== Directive ==
Rescale the records below, starting at the line that contains "stone monument, the" and ending at the line that contains "[(168, 1036)]", and give those lines again with the requests included. Multiply every coordinate in the answers by 0.2 and round to whole numbers, with halves rounded up.

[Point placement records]
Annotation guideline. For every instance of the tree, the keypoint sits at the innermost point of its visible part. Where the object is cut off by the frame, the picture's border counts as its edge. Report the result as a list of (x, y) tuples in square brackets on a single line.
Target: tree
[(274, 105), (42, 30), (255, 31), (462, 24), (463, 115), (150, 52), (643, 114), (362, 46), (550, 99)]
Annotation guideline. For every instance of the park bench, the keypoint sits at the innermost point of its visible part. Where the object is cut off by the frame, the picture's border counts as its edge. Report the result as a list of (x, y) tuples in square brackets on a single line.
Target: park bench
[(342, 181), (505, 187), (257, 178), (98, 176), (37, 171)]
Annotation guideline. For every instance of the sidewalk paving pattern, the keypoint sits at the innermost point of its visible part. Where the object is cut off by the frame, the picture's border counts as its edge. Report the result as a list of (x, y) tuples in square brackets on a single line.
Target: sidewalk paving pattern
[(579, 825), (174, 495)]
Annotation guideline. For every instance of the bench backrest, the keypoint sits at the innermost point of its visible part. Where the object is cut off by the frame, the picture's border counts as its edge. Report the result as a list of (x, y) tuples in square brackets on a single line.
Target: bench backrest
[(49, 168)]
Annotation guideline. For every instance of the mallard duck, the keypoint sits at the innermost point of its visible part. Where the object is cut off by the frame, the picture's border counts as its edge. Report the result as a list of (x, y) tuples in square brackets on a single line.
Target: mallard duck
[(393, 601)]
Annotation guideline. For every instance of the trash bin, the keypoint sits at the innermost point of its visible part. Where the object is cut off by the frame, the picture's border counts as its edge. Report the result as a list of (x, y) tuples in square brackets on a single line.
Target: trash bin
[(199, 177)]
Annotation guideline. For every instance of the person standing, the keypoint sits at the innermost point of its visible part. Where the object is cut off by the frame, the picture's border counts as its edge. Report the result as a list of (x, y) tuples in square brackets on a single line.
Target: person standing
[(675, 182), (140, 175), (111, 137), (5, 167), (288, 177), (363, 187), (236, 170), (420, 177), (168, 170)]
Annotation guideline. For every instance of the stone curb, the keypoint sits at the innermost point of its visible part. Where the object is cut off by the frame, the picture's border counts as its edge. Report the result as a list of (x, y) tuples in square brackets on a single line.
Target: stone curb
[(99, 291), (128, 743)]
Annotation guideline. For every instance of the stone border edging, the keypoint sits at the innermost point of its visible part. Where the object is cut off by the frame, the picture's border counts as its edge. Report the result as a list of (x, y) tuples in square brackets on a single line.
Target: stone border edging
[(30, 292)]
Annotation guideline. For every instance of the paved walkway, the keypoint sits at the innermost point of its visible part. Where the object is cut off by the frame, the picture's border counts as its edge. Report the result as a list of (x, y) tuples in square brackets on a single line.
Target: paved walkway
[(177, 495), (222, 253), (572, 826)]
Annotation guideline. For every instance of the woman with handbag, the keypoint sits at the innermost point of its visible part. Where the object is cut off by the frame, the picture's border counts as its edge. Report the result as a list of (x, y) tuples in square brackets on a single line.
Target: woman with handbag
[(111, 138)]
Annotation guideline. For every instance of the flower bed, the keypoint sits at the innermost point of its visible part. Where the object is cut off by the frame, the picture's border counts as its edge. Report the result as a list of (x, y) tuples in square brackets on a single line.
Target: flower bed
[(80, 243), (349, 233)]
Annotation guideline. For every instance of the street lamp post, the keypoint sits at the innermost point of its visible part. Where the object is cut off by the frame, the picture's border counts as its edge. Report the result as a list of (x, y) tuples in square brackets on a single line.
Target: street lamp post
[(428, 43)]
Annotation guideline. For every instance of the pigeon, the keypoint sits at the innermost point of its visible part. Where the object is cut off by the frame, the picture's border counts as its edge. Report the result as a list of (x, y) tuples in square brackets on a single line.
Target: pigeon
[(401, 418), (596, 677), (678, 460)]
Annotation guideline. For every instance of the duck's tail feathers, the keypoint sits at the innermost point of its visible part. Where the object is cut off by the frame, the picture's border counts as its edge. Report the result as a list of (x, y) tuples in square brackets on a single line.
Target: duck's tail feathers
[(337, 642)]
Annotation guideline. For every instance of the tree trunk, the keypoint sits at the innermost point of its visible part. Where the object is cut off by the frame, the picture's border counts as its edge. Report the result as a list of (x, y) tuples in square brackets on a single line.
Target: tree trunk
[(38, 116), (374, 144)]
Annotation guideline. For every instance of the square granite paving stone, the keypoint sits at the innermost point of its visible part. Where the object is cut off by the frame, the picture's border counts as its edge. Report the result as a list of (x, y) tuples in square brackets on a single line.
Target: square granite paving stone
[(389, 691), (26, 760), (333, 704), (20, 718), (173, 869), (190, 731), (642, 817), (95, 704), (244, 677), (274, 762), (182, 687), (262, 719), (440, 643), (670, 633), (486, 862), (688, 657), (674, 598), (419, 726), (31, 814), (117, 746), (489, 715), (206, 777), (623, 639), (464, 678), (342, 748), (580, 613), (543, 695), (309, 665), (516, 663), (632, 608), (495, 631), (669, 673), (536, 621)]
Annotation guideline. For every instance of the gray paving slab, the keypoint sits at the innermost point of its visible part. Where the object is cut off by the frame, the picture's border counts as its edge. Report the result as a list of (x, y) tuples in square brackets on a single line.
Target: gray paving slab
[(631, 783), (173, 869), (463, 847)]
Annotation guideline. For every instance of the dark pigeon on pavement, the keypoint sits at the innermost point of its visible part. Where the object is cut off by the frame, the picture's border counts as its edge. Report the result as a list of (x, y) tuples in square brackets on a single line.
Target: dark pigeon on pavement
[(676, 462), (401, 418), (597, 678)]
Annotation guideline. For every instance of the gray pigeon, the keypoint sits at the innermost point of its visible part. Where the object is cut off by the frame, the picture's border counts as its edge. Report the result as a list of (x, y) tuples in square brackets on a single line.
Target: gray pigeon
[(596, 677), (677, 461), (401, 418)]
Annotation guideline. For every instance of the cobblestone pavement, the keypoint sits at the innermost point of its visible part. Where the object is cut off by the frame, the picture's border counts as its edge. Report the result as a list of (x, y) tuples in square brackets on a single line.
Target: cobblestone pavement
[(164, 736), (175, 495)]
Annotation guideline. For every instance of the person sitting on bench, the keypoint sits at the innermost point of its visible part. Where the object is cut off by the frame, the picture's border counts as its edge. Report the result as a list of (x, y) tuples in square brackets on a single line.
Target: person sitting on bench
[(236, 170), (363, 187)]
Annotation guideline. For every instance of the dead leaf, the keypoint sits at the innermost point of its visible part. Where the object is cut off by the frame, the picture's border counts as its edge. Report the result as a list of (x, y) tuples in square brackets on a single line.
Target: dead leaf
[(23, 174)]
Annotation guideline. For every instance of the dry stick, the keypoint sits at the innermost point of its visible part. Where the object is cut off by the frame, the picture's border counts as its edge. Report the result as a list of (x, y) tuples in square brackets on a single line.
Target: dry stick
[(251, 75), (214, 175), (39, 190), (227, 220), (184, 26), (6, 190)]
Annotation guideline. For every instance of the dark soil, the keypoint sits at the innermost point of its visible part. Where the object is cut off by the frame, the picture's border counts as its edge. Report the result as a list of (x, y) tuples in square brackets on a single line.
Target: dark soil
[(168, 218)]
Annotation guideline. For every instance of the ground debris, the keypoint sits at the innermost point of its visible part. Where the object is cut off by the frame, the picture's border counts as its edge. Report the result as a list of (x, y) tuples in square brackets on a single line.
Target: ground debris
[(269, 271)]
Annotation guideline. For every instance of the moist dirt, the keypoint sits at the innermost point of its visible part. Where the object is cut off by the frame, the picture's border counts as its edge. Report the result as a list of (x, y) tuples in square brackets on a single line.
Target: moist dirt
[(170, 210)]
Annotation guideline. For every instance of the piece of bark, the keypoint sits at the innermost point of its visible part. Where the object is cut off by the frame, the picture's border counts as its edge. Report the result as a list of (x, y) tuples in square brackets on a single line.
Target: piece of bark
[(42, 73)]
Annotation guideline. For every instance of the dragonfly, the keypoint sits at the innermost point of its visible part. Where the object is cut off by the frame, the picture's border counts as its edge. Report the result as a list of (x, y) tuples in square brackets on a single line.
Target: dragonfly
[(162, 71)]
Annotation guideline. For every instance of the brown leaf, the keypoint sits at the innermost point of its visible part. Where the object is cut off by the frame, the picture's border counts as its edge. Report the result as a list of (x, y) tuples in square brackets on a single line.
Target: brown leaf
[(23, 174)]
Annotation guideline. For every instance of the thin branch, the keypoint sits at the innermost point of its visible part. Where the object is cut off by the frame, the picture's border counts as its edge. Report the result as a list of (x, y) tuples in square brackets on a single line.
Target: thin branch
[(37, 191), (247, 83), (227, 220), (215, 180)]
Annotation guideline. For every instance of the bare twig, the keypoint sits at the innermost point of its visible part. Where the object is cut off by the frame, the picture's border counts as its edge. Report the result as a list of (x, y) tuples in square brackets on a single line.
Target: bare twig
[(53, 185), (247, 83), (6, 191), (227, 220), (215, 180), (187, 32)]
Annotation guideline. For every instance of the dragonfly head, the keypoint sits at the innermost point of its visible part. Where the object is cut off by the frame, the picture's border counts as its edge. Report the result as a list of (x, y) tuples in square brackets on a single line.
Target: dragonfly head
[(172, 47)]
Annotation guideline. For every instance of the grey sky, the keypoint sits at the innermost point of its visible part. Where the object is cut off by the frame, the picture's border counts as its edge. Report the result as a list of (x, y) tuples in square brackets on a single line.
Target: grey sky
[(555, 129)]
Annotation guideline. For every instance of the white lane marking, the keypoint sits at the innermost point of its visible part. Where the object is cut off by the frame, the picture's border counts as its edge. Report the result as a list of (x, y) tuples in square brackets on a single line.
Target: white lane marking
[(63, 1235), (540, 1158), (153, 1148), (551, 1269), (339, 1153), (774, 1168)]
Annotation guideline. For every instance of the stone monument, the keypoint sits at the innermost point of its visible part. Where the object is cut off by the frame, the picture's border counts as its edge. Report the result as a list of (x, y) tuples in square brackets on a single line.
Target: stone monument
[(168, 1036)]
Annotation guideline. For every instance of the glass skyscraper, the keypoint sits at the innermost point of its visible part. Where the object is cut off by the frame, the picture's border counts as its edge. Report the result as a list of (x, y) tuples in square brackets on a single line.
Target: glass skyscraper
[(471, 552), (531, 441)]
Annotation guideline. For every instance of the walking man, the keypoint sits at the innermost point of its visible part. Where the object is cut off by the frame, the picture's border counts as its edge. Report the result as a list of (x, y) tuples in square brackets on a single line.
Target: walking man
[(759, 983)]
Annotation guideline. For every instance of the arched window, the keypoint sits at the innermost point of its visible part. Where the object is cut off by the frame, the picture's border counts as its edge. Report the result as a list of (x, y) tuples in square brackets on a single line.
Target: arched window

== Solved exercise ==
Annotation guideline. For every instance of the stone monument, the keypoint sits at the innermost point of its visible part. Where the object is cut off by the frame, the picture's border counts as its edge. Report the result as a list of (x, y) tuples in square brackets on a single line.
Target: stone monument
[(34, 207)]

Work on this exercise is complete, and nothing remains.